Exercício proposto:
Transcreva integralmente as entradas abaixo, sem nenhuma alteração. Omita as imagens.

Trechos de dados de rotulagem de localização:
------------------------------------------------
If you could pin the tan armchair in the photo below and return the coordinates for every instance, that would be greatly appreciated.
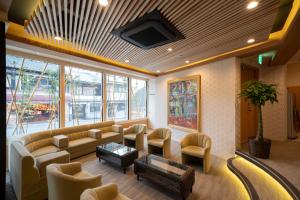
(135, 134)
(160, 139)
(26, 180)
(106, 192)
(196, 145)
(68, 181)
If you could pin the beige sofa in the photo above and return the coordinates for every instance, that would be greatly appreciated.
(197, 146)
(106, 192)
(30, 155)
(78, 141)
(68, 181)
(27, 174)
(135, 134)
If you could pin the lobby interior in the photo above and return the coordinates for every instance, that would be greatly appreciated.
(150, 99)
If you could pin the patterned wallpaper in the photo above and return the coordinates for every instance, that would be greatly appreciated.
(218, 103)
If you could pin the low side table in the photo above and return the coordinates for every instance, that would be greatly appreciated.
(117, 154)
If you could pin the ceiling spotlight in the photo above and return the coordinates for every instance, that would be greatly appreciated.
(57, 38)
(251, 40)
(252, 4)
(103, 2)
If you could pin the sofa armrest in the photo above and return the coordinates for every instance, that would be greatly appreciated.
(152, 135)
(184, 142)
(108, 192)
(70, 168)
(95, 133)
(117, 128)
(43, 161)
(61, 141)
(128, 130)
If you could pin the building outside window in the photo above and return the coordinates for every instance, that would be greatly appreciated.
(32, 95)
(83, 96)
(33, 101)
(117, 97)
(138, 100)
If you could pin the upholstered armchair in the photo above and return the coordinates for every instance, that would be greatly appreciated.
(135, 134)
(106, 192)
(160, 139)
(196, 145)
(68, 181)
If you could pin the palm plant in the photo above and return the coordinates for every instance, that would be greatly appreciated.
------------------------------------------------
Resposta ao exercício:
If you could pin the tan armchair in the photo below and return the coordinates for every instance, that would be greatly appreciated.
(135, 134)
(160, 139)
(26, 180)
(106, 192)
(196, 145)
(68, 181)
If you could pin the beige sofa in the photo above and return the coordinates for every instance, that would be greatly appreciated.
(197, 146)
(106, 192)
(30, 155)
(78, 141)
(68, 181)
(27, 174)
(135, 134)
If you could pin the lobby interior in the photo above and return the coordinates for every instance, that would be greatly appreciated.
(150, 99)
If you could pin the patterned wallpaper in the photo above and return the coordinates for every instance, that would be greatly appreciated.
(218, 103)
If you could pin the low side table in the photo above and return the coordinates for every instance, that would be greatly appreciated.
(117, 154)
If you could pin the ceiling spotlight in the photo above and return the coordinates for every instance, that would be greatly appreciated.
(57, 38)
(251, 40)
(252, 4)
(103, 2)
If you could pin the sofa armrest in the photo above and return the coordinates for every instance, that would be greatly appreciated.
(152, 135)
(184, 142)
(108, 192)
(70, 168)
(95, 133)
(117, 128)
(43, 161)
(61, 141)
(128, 130)
If you could pin the building outside window in the photo above and return the coordinates for every instance, that would be greatly appreciated.
(32, 95)
(83, 96)
(33, 101)
(117, 97)
(138, 100)
If you could pin the upholstered armchair in the photo above and return the coordinates for every instance, that would be greatly appreciated.
(135, 134)
(106, 192)
(160, 139)
(196, 145)
(68, 181)
If you could pin the palm plant in the photo above and return the coordinates for every instance, that would be greatly appreciated.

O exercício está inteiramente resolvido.